● Input for this task:
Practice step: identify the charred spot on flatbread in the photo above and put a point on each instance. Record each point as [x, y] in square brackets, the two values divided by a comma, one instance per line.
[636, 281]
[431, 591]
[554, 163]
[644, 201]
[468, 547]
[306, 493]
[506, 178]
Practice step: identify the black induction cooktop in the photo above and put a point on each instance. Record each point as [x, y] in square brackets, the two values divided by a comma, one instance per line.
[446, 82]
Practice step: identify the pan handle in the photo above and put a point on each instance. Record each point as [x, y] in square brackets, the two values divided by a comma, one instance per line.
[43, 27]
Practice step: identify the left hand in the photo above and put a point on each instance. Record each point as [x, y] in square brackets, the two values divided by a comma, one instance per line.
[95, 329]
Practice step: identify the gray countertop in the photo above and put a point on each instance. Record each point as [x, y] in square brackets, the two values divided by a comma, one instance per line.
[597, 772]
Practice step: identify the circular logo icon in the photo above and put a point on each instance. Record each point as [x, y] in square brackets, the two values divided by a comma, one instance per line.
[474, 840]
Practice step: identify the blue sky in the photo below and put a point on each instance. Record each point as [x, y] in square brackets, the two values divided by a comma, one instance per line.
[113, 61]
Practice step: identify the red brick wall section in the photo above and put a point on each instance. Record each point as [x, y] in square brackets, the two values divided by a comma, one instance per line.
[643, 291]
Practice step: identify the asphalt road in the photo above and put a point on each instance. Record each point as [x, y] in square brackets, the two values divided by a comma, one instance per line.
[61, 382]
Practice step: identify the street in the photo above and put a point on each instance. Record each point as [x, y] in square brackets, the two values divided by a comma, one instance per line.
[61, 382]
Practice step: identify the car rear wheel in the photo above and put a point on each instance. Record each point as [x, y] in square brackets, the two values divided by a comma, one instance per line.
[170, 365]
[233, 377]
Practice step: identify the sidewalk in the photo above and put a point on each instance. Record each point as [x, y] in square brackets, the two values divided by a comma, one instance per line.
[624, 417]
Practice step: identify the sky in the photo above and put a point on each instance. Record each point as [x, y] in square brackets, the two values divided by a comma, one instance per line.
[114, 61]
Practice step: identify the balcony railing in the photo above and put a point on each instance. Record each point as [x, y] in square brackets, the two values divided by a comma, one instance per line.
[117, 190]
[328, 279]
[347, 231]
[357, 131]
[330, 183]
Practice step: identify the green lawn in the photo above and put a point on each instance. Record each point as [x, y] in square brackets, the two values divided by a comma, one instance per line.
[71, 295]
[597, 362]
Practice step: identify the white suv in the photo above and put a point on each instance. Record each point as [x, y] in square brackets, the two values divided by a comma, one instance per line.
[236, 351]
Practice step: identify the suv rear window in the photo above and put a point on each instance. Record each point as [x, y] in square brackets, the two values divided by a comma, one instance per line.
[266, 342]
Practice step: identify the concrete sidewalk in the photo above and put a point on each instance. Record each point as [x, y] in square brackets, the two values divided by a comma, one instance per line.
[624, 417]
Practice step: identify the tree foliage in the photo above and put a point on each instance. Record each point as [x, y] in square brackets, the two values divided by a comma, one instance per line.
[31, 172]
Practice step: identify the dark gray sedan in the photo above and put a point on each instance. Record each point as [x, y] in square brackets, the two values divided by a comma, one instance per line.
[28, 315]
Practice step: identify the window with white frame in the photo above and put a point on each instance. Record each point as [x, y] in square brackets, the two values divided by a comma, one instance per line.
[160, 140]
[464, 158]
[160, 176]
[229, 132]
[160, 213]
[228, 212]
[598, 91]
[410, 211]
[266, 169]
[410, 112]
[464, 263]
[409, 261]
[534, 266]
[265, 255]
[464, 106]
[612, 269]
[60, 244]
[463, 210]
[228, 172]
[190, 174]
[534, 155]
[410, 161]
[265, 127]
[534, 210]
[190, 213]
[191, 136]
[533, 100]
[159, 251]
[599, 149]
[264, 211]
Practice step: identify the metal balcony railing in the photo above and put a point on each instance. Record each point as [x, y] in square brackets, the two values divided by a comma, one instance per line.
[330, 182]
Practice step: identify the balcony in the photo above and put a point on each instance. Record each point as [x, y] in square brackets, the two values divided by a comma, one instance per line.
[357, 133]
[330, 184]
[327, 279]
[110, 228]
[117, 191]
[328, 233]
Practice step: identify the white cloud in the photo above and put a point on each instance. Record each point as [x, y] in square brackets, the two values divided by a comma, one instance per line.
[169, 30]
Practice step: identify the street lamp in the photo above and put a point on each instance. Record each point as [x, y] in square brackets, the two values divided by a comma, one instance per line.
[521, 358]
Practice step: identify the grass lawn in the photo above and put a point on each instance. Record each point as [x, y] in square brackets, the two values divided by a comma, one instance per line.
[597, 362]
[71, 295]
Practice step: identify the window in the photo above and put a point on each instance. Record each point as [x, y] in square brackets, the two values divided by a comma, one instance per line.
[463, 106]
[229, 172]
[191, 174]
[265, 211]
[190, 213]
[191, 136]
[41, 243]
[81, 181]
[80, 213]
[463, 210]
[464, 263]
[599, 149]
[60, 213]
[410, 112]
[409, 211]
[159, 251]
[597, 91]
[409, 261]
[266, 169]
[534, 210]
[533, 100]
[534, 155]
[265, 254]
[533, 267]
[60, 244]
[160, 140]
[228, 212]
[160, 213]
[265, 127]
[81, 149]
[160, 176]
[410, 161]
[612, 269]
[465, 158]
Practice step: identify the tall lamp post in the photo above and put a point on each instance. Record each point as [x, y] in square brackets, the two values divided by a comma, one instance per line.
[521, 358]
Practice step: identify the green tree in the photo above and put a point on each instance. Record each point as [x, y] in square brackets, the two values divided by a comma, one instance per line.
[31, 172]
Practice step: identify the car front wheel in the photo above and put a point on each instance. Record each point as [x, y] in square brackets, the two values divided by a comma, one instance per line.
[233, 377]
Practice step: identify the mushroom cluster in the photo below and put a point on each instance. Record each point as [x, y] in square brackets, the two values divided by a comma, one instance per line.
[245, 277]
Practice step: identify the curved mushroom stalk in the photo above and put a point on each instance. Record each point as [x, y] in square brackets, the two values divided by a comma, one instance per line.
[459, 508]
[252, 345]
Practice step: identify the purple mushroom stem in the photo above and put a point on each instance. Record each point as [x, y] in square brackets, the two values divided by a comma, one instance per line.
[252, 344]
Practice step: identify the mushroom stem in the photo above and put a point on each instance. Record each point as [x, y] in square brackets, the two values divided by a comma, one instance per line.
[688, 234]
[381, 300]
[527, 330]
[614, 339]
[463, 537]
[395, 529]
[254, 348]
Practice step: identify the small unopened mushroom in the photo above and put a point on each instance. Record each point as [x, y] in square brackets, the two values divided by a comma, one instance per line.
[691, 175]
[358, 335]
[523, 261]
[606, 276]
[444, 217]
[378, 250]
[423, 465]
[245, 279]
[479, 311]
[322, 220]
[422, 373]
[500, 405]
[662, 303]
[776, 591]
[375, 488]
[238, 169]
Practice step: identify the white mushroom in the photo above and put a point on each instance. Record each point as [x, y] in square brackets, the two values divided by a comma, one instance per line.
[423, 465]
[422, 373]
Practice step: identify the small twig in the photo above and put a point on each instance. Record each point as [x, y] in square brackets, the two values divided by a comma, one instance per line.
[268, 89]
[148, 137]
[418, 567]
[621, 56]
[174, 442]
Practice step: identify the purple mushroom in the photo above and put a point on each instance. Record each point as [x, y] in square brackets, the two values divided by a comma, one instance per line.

● Task description:
Give an exact copy of all the data shown above.

● Answer for this exercise:
Practice step: identify the charred spot on flatbread in the photo above and put a point on each instance. Record each point as [x, y] in square brackets, the two values divided by a comma, one instance per line.
[636, 281]
[431, 591]
[554, 163]
[644, 201]
[468, 547]
[306, 493]
[506, 178]
Practice step: identify the black induction cooktop in the photo above and put a point on each instance. Record each point as [x, y] in square brackets, the two values divided by a comma, one instance per line.
[446, 82]
Practice step: identify the pan handle in the photo above and put a point on each instance. Record each point as [x, y] in square brackets, the two values divided by a comma, one instance per line.
[43, 27]
Practice step: identify the left hand in the photo above and put a point on each instance. Record each point as [x, y] in square brackets, the two values divided by a comma, one instance per line.
[95, 329]
Practice step: identify the gray countertop in the photo above and put a point on each instance. Record each point as [x, y] in square brackets, the two values divided by a comma, one instance per line.
[597, 772]
Practice step: identify the circular logo icon in the photo above and put a point on each instance. Record each point as [x, y] in square brackets, the two values divided by a comma, one instance per line.
[474, 840]
Practice step: identify the blue sky in the photo below and put a point on each instance. Record each point as [x, y] in square brackets, the two values divided by a comma, one instance per line.
[113, 61]
Practice step: identify the red brick wall section in the photo above and put a point on each instance. Record each point as [x, y] in square brackets, the two values divided by a comma, one instance per line.
[643, 291]
Practice step: identify the asphalt road in the photo above and put a point on each instance. Record each point as [x, y] in square brackets, the two values divided by a comma, one instance per line.
[61, 382]
Practice step: identify the street in the photo above and put a point on each instance. Record each point as [x, y] in square brackets, the two values divided by a comma, one instance per line.
[61, 382]
Practice step: identify the car rear wheel in the photo above and put a point on each instance. Record each point as [x, y] in square brackets, the two values divided by a comma, one instance per line.
[170, 365]
[233, 377]
Practice step: identify the sidewalk in the photo above and put a point on each instance. Record each point as [x, y] in square brackets, the two values divided by a comma, one instance per line.
[624, 417]
Practice step: identify the sky in the photo above and put a point on each instance. Record each point as [x, y] in square brackets, the two values divided by a comma, one instance per line.
[114, 61]
Practice step: identify the balcony railing in the photo above and put a point on each instance. Record each point as [x, y] in square brackets, the two values divided by a comma, one instance per line.
[117, 190]
[328, 279]
[347, 231]
[357, 131]
[330, 183]
Practice step: identify the green lawn in the photo above and put a point on each instance. Record each point as [x, y] in square brackets, the two values divided by a comma, one instance per line.
[71, 295]
[597, 362]
Practice step: identify the white suv in the photo above and put a point on each instance. Record each point as [x, y] in square brackets, the two values divided by a comma, one instance per line.
[236, 351]
Practice step: identify the suv rear window in the photo above and put a point on each instance. Record each point as [x, y] in square brackets, the two values divided by a comma, one instance per line.
[266, 342]
Practice step: identify the concrete sidewalk in the photo above and put a point on each instance. Record each point as [x, y] in square brackets, the two values divided by a comma, one instance per line.
[624, 417]
Practice step: identify the tree foliage in the photo above and put a point on each instance. Record each point as [x, y] in square brackets, the two values divided by a comma, one instance per line.
[31, 172]
Practice step: identify the dark gray sedan in the photo above and put a point on each instance. Record each point as [x, y] in square brackets, the two values divided by a comma, one instance per line.
[28, 315]
Practice step: identify the window with white frame in the photo above and put a point on each instance. Record each point as [x, y] in square brackets, the two values divided by a comma, one instance per line.
[160, 140]
[464, 158]
[160, 176]
[229, 132]
[160, 213]
[228, 212]
[598, 91]
[410, 211]
[266, 169]
[410, 112]
[464, 263]
[409, 261]
[534, 266]
[265, 255]
[464, 106]
[612, 269]
[60, 244]
[463, 210]
[228, 172]
[190, 174]
[534, 155]
[410, 161]
[265, 127]
[534, 210]
[190, 213]
[191, 136]
[533, 100]
[159, 251]
[599, 149]
[264, 211]
Practice step: identify the metal balcony railing in the photo above and put a point on each instance. Record each point as [x, y] in square brackets, the two values divided by a comma, one instance per line.
[330, 182]
Practice step: identify the balcony in the photo above and put a point on each instance. Record each point as [x, y] in square brackets, the two values divided by a comma, one instance per line.
[357, 133]
[330, 184]
[327, 279]
[110, 228]
[117, 191]
[328, 233]
Practice step: identify the white cloud in the photo above and put a point on each instance. Record each point as [x, y] in square brackets, the two values divided by a comma, one instance per line.
[169, 30]
Practice step: identify the street lamp in the photo above and put a point on each instance. Record each point as [x, y] in square brackets, the two values divided by a comma, one instance per line.
[521, 358]
Practice step: identify the grass lawn in the photo above and put a point on each instance. Record each point as [x, y] in square brackets, the two values divided by a comma, one instance per line.
[597, 362]
[71, 295]
Practice step: identify the window in the photo above and put a point on each instance. Record each point as [x, y] in square brackets, the two values divided by a comma, one instance per line.
[463, 106]
[229, 172]
[191, 174]
[265, 211]
[190, 213]
[191, 136]
[41, 243]
[81, 181]
[80, 213]
[463, 210]
[464, 263]
[599, 149]
[60, 213]
[410, 112]
[409, 211]
[159, 251]
[597, 91]
[409, 261]
[266, 169]
[534, 210]
[533, 100]
[534, 155]
[265, 254]
[533, 267]
[60, 244]
[160, 140]
[228, 212]
[160, 213]
[265, 127]
[81, 149]
[160, 176]
[410, 161]
[612, 269]
[465, 158]
Practice step: identify the tall lamp post in the photo above and put a point on each instance. Record each point as [x, y] in square brackets, the two values divided by a comma, one instance per line.
[521, 358]
Practice step: identify the green tree in the photo above and put a point on each instance. Record each point as [x, y] in square brackets, the two values divided by a comma, one instance per line.
[31, 172]
Practice step: identify the car front wheel in the photo above and put a point on each instance. Record each point as [x, y] in square brackets, the two values divided by a comma, one instance per line.
[233, 377]
Practice step: identify the mushroom cluster in the photo below and put a point on each instance. Record each point as [x, y] in square brackets, the two values divided by a comma, one instance per line.
[245, 277]
Practice step: identify the curved mushroom stalk in the photo above and put a point on each instance. Record each point as [x, y] in square brackets, the two values divided by a comma, one instance per line.
[459, 508]
[252, 345]
Practice step: identify the purple mushroom stem in the photo above and put a point on each instance. Record each point as [x, y] in square brackets, the two values divided by a comma, one instance per line.
[252, 344]
Practice step: identify the mushroom stem in the photo above and put a point on each instance. Record each point as [x, y] in square brackets, the two values divided by a comma, one instance per line.
[688, 234]
[381, 300]
[527, 330]
[614, 339]
[463, 537]
[395, 529]
[254, 348]
Practice step: identify the small unopened mushroom in the photo above and put a point on each instance. Record each point as [x, y] in square brackets, the two values divided by a comma, one instance per line.
[691, 175]
[358, 335]
[523, 261]
[606, 276]
[444, 217]
[378, 250]
[423, 465]
[245, 279]
[479, 311]
[322, 220]
[422, 373]
[500, 405]
[662, 303]
[776, 591]
[375, 488]
[238, 169]
Practice step: identify the white mushroom in the photo above and put a point on each instance. Record each point as [x, y] in square brackets, the two values divided by a comma, one instance per line.
[423, 465]
[422, 373]
Practice step: identify the small twig in the photo above and put a point on each instance. Record each point as [x, y] in square brackets, the two values divided by a comma, one instance per line.
[268, 89]
[148, 137]
[418, 567]
[621, 56]
[174, 442]
Practice step: identify the purple mushroom in the photo above and put a point on each instance. Record each point as [x, y] in square brackets, the two values divided by a comma, one instance per line.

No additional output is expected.